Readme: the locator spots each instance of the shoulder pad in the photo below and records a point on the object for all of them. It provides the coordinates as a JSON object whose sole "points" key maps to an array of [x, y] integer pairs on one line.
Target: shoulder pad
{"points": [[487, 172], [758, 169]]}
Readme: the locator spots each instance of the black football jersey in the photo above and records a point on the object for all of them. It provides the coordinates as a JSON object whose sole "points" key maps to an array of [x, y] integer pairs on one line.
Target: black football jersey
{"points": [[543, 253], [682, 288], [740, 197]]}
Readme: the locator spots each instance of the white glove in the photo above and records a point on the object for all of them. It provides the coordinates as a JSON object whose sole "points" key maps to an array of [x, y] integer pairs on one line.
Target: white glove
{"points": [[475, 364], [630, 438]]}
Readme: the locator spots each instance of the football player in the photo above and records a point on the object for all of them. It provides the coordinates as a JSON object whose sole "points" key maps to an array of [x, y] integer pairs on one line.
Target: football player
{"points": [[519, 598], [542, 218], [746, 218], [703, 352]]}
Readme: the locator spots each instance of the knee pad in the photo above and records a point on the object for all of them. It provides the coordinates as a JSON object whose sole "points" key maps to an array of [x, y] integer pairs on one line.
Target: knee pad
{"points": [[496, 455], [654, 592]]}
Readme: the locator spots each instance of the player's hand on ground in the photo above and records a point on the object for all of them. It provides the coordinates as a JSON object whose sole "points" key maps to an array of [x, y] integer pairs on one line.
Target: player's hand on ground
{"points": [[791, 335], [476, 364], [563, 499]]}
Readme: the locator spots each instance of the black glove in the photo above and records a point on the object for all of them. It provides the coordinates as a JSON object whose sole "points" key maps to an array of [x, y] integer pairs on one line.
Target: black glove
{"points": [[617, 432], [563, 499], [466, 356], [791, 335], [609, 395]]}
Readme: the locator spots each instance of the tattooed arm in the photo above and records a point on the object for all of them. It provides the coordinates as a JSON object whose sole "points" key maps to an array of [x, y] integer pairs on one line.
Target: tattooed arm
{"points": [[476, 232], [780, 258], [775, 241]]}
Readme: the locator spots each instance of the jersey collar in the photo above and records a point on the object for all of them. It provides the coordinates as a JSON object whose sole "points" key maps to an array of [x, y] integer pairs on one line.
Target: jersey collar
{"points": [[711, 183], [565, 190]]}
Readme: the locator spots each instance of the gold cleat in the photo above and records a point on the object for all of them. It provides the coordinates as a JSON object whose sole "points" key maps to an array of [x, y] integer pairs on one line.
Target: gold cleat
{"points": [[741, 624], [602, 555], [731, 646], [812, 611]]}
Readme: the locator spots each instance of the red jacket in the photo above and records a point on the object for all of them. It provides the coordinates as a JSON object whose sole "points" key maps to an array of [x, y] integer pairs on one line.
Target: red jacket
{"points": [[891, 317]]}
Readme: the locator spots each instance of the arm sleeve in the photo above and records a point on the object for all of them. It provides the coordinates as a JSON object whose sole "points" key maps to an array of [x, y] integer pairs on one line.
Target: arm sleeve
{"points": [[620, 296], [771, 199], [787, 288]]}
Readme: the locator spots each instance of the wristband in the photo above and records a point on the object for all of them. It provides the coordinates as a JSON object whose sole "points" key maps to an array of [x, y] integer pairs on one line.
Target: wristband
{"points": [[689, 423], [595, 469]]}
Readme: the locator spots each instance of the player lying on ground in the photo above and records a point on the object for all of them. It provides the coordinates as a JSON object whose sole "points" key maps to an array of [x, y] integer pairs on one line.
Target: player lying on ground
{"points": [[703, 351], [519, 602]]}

---+---

Assignment
Transcribe the listing from start to finish, exactly as given.

Written response
Readme: the locator spots each instance of the shoulder pad in the photo below and records a point on the object for all of them. It provides the coordinates as a JSON object whose sole "points" key maps to an array of [x, y] integer pairs on one line.
Target: shoulder pad
{"points": [[487, 172], [758, 169]]}
Readme: the locator spots each instance of the black football jersey in the photo above and records a point on the object for all of them. It provides the coordinates as a JSON object whose sole "points" key maps to an array of [x, y] integer pairs on one line.
Target: black football jersey
{"points": [[543, 253], [682, 288], [740, 197]]}
Readme: the locator spots each instance of the white glove in the photo above and records a point on the object for all of them. It provides the coordinates as a JSON object whose sole "points" key maps to an array of [x, y] integer pairs on one line.
Target: white glove
{"points": [[475, 364], [630, 438]]}
Readme: the locator spots each instance of the football player in the photo above and records a point on the object for all of them. It provides the coordinates as a JSON object whose sole "points" key maps to an array of [x, y] integer pairs on one line.
Target: football player
{"points": [[519, 598], [542, 218], [746, 218], [703, 352]]}
Readme: the locator spots each instance of the knee pad in the photo above and records a point on the object for all of them. It provides the coordinates as a JSON object whose sole "points" key maps to an array of [x, y] integer pairs on one line.
Target: knee pad
{"points": [[496, 455], [654, 592]]}
Readme: the locator spots each instance of the player's hand on ground in the photo above and records a point on the object for all of them. It provides the coordinates as a JSON object whose sole "points" key maps to an array of [x, y] integer pairs on one line.
Target: player's hand on ground
{"points": [[791, 335], [476, 364], [563, 499]]}
Readme: the locator spots each instance of the black glove in the photo above and records a point on the object for all of them. It provides the coordinates as a JSON object whose sole "points" key maps to an array of [x, y] integer pairs on one line.
Target: black glove
{"points": [[617, 432], [563, 499], [466, 356], [791, 335], [609, 395]]}
Readme: the locator spots each instance of the tattooed arm in the photo above and records a point on the object for all of them. It provides the coordinates as a JSON object whose sole "points" key maps to an array of [x, y] integer pairs on one line.
Target: tattooed arm
{"points": [[476, 232], [780, 258], [775, 241]]}
Readme: the locator spots each instance of the jersey collar in the photo above and records a point on the object for all of them. It provides the coordinates as a JSON object whose sole "points" key maps to an array of [x, y] integer pairs on one line.
Target: jersey collar
{"points": [[711, 183], [565, 190]]}
Readme: the locator spots each instance of the gold cleat in the photo above and records a point on the object for all of them. It provides the coordinates as a JSON object whose sole "points" key maps to an array of [x, y] integer pairs on one line.
Target: gold cleat
{"points": [[741, 624], [602, 555], [731, 646], [812, 611]]}
Readme: the locator spots each instance of the red jacket in the photo above and records a point on the object for all of them. It provides the coordinates as a JSON object whose sole "points" key maps to an array of [x, y] integer pairs on one line.
Target: red jacket
{"points": [[891, 317]]}
Readme: the locator spots each instance of the arm sleeve in the photo above and records a point on the object for all of them. It provides the coordinates as a JSON object whose sole "points" key maps to an array of [x, y] integer pairs on one line.
Target: arm sleeve
{"points": [[620, 296], [771, 199], [787, 288]]}
Readme: the locator spots each instance of the wristband in the photo above and records a point on the object for all of them. It provides the coordinates as a JSON object whose sole "points" key maps to an array of [x, y] integer pairs on one line.
Target: wristband
{"points": [[689, 423], [595, 469]]}
Readme: the locator spots each instance of the player lying on ground in the photo above and records a point on the object for all of them. It provides the coordinates as a JSON object whose sole "points" key maps to an array of [x, y] integer pairs on one line.
Target: player lying on ground
{"points": [[703, 351], [519, 602]]}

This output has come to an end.